| Provided text |
------------------------------------

Besides mountains of beer and wine bottles, city workers have also salvaged a slew of bikes from the city's Vélib' bicycle sharing program, as well as several drowned scooters and motorbikes.

According to AFP journalist Myriam Lemétayer, police officers seized a gun that was found in the sludge.

City authorities will carry out maintenance work along the canal over the next three months, fixing locks and cleaning up the canal bed. Some 45 tons of rubbish were retrieved during the last cleanup operation, which took place from 2001 to 2002.

In order to drain the canal, engineers have installed a dam upstream at the Bassin de la Villette reservoir, which has redirected the flow of the canal into the Seine river.

A dozen workers have been tasked with retrieving the nearly 4.5 tons of fish that live in the canal and releasing them upstream.

Clean-up teams will move in on January 8 to remove the mountains of detritus and sludge, and to fix the parts of the canal that need repairing.

Authorities have said the dry waterway should be filled again in early April.

------------------------------------

| Entries |
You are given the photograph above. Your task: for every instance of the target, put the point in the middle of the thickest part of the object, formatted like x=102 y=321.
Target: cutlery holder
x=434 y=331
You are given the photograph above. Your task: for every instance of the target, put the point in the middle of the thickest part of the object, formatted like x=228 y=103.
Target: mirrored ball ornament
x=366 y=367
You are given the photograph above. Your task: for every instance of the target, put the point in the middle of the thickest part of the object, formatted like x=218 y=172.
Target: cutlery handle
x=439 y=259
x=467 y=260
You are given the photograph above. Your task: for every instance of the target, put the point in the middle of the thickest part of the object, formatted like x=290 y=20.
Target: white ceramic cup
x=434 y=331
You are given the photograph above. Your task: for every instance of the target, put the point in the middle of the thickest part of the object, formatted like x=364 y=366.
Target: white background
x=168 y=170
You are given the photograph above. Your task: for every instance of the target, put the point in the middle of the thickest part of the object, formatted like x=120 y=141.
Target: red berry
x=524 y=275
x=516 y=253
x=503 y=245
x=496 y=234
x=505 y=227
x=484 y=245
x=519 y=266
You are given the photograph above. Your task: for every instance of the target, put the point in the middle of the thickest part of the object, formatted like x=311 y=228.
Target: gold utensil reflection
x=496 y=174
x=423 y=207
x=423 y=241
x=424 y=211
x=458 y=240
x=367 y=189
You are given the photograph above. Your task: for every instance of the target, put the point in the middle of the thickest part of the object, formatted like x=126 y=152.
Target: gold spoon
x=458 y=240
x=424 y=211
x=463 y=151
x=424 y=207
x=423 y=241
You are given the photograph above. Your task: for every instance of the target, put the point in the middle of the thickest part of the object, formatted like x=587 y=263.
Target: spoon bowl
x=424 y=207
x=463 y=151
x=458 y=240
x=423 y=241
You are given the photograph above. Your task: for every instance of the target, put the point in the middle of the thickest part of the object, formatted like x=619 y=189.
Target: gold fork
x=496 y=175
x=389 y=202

------------------------------------

| To do |
a. Write out the part of the canal cleanup text starting at "Besides mountains of" and ending at "in the sludge.".
b. Write what comes next in the text about the canal cleanup, picking up after its final sentence.
The lines above are separate from the text about the canal cleanup.

| In response |
a.
Besides mountains of beer and wine bottles, city workers have also salvaged a slew of bikes from the city's Vélib' bicycle sharing program, as well as several drowned scooters and motorbikes.

According to AFP journalist Myriam Lemétayer, police officers seized a gun that was found in the sludge.

b.
A young man on a scooter leans over a railing to catch a glimpse of the sunken detritus.

Several bikes from the city's Vélib' bicycle sharing program have been tossed into the canal over the years.

Empty beer and wine bottles line the canal bed — relics from the picnics and parties that have given the canal its reputation as a popular nighttime hangout.

Curious crowds watch the receding waterline along a spot made popular by the 2001 movie 'Amélie'.

Two junked scooters sit in several inches of turbid water.

Half-submerged skeletons of unwanted chairs and bicycles line the canal bed.

A motorcycle lies at the bottom of the canal.

Police officers survey the operation from a canal-side walkway.

Traffic cones, bicycles, chairs, metal gates and construction materials lie discarded in the sludge.

A team of fishermen have until Friday to rescue several tons of fish from the drained canal.

The city ordered the cleanup operation to carry out renovation work along the canal and its locks.

A discarded office chair emerges from the water.